- EXCERPTED TEXT:
Voters in the Town of Orange were scheduled to head to the polls next Tuesday, May 5, to choose two candidates to represent them on the Orange Town Council. 

Instead, following Gov. Ralph Northam’s latest executive order issued Friday, they’ll head to the polls two weeks later on Tuesday, May 19.

Orange is one of 56 localities across the commonwealth with a May election. Incumbents Martha Roby and Rick Sherman are the only two candidates on the ballot for the two seats open for election.

Earlier this month, the governor had recommended moving May elections to coincide with the November general election in an effort to protect voters and polling officials alike. To do so would require approval by the General Assembly. In a special session last Tuesday, the House of Delegates approved the measure but the Senate did not.

Instead, the governor invoked his statutory authority to postpone the election two weeks, allowing registrars and election officials more time to prepare for the unique circumstances posed by the COVID-19 pandemic.

Orange County Registrar Donna Harpold said she’s prepared.

“I had to be ready one way or another,” she said, referencing the governor’s announcement.

The town election will be held—as it always is—inside the Orange Volunteer Fire House on Caroline Street. Harpold said doors will be propped open to allow air flow and the floor will be marked with painter’s tape so voters can safely social distance themselves from one another.

- PROBLEMS AND TASKS:
A – According to the election article, where will the Orange town election be held?
B – Repeat word for word the part of the election article running from "Instead, the governor" up to and including "from one another.".
The rows that come next play no part in this.

- RECORD EXTRACTS:

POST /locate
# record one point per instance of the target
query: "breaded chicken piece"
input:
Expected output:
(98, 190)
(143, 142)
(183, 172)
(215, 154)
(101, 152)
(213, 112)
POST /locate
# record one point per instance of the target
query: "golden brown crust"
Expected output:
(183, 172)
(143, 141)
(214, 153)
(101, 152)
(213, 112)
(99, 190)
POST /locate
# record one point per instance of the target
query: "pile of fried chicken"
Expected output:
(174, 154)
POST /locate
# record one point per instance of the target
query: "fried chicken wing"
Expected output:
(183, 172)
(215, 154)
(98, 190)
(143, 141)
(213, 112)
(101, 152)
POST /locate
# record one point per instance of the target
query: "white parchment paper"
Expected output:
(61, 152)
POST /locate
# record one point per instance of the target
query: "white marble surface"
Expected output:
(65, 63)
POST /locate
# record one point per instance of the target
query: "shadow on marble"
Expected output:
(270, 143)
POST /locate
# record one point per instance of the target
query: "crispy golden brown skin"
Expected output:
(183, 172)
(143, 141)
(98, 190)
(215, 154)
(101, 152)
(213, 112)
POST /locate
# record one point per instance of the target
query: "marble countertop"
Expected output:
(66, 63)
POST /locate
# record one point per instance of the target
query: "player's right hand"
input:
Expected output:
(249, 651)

* * *

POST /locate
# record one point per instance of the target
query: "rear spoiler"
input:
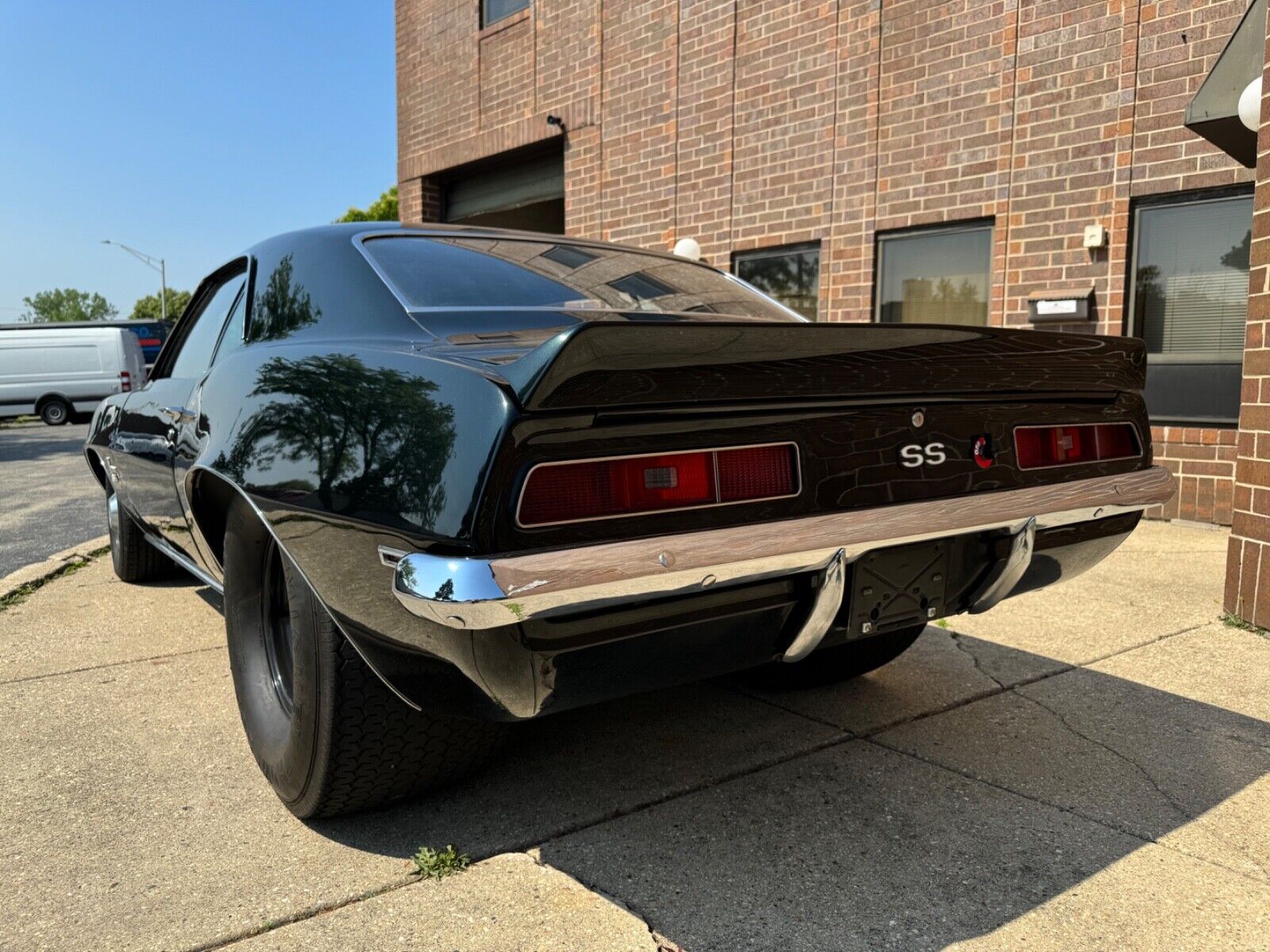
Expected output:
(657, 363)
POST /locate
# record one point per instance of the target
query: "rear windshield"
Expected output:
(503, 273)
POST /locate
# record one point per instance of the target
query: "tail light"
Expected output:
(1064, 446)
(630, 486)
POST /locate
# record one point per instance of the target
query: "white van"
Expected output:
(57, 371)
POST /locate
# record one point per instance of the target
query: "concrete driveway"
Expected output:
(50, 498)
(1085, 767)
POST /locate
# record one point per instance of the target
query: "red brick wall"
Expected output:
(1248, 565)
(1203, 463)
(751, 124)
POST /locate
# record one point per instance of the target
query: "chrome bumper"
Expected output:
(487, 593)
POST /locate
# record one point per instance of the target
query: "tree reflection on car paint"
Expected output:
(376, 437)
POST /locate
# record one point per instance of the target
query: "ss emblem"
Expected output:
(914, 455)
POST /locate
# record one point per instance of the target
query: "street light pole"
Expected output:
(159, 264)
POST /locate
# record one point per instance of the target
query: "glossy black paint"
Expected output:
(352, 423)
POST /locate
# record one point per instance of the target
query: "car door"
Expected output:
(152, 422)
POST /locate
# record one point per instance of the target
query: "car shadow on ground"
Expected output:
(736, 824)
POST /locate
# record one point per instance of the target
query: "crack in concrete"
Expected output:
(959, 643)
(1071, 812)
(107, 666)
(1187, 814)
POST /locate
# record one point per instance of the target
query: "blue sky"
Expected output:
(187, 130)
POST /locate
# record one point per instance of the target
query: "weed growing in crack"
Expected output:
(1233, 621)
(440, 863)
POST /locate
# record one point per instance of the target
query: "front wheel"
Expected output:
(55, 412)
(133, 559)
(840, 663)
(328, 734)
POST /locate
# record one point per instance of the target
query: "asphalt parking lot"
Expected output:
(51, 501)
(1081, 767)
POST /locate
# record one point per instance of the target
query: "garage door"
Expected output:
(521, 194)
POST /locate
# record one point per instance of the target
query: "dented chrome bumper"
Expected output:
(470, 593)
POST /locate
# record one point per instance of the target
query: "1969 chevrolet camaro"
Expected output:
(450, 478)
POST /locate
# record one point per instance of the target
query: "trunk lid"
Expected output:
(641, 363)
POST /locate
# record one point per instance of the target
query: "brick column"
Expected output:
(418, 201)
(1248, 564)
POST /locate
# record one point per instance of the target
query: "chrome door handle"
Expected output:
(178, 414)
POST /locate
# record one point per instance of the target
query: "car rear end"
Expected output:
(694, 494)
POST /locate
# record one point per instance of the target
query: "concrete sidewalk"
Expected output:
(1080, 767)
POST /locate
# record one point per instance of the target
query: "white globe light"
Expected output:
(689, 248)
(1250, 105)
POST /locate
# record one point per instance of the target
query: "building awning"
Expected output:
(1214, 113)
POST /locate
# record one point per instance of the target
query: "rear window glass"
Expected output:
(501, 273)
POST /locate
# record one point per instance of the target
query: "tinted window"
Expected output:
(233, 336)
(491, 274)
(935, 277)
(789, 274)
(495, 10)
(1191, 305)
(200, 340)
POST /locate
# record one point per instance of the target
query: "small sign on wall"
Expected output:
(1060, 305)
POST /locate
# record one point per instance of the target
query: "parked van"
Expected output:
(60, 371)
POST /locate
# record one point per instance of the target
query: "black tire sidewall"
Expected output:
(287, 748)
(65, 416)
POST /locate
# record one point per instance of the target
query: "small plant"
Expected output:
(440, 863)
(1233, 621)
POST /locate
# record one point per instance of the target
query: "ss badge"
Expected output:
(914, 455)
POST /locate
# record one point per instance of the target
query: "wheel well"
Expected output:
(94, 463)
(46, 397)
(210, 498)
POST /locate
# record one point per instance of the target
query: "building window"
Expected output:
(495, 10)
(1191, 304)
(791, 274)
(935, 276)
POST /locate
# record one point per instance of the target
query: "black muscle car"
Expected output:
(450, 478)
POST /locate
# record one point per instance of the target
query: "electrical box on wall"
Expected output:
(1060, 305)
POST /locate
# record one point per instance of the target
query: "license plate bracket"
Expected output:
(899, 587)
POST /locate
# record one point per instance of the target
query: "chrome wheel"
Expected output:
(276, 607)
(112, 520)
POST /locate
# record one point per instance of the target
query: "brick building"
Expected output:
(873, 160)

...

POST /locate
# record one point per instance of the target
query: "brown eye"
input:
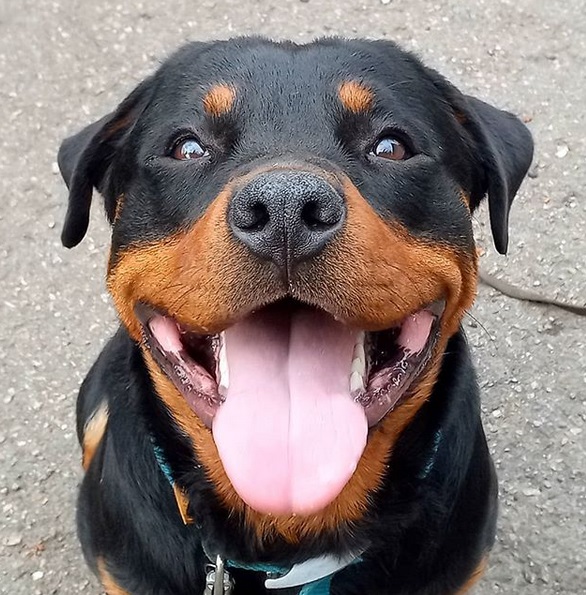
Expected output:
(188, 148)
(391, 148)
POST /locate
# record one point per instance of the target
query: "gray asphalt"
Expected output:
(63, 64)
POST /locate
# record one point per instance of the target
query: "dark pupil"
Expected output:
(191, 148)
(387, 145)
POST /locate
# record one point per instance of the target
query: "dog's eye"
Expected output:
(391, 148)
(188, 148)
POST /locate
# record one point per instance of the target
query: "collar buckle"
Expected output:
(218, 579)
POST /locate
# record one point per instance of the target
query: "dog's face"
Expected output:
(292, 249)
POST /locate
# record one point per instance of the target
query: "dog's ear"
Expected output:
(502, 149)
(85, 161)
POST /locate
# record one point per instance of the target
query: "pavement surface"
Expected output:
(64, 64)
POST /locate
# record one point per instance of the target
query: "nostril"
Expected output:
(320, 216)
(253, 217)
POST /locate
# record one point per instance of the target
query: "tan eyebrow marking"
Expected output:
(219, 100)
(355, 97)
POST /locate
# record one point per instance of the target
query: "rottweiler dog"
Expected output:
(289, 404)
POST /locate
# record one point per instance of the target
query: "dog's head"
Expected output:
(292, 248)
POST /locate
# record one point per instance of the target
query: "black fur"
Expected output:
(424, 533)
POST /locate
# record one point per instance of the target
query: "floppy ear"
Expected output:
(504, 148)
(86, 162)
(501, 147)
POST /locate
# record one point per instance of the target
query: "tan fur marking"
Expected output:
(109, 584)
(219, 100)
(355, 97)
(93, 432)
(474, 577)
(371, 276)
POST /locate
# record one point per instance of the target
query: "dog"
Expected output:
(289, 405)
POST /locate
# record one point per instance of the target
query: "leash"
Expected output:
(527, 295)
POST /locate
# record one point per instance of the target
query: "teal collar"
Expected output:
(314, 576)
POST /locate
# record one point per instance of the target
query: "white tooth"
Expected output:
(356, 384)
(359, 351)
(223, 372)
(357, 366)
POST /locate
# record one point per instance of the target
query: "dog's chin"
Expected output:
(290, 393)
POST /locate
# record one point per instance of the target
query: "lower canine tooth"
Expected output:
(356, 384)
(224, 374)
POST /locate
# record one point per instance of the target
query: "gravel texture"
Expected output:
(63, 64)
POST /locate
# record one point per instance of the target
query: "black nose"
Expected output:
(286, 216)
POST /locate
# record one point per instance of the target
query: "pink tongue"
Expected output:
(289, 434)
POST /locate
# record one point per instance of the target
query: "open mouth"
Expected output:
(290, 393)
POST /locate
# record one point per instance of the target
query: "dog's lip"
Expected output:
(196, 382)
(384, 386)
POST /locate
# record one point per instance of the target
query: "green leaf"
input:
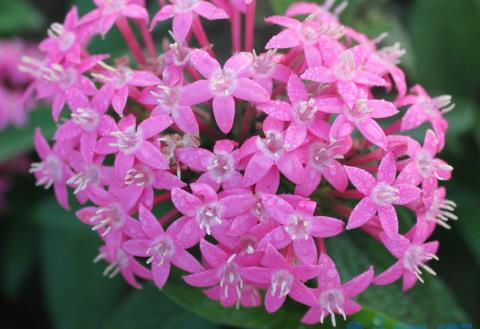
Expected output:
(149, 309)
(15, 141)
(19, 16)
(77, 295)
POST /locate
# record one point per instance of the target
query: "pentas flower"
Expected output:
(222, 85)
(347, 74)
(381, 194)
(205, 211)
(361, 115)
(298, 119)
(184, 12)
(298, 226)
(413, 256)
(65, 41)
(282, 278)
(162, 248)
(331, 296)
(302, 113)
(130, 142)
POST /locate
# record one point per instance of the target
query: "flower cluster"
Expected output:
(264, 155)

- TASK-BY-TASK OUTPUTS:
A – Inside the Orange Volunteer Fire House on Caroline Street.

B –
Instead, the governor invoked his statutory authority to postpone the election two weeks, allowing registrars and election officials more time to prepare for the unique circumstances posed by the COVID-19 pandemic.

Orange County Registrar Donna Harpold said she’s prepared.

“I had to be ready one way or another,” she said, referencing the governor’s announcement.

The town election will be held—as it always is—inside the Orange Volunteer Fire House on Caroline Street. Harpold said doors will be propped open to allow air flow and the floor will be marked with painter’s tape so voters can safely social distance themselves from one another.